--- START ---

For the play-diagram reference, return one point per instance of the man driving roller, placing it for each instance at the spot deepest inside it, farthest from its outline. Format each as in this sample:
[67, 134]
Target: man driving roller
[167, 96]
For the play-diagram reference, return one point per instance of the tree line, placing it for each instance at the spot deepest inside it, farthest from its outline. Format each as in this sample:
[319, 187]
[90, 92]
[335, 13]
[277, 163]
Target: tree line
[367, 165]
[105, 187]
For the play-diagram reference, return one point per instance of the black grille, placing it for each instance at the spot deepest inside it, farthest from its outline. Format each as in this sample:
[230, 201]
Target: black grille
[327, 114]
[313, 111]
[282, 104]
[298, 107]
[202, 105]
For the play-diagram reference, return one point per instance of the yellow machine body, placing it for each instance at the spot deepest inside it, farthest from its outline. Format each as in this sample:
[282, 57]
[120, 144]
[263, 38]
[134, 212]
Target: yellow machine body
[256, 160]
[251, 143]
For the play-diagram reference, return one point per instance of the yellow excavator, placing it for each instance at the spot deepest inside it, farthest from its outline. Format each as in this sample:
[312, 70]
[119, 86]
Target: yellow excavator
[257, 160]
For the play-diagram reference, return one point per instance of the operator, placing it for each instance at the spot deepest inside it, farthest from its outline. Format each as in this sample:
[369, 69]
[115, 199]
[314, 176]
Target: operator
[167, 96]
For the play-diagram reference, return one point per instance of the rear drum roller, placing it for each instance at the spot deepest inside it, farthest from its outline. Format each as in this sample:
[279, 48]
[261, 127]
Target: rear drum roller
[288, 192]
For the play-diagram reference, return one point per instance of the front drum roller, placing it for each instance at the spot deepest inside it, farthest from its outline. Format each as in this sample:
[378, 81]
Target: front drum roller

--- END ---

_What you are asked to do_
Copy out each line in the preceding records that contains "front".

_Answer area_
For the play-diagram reference, return one point per instance of the front drum roller, placing it for each instance at the spot deepest inside it, farthest from its outline. Format each as in this sample:
Target: front drum roller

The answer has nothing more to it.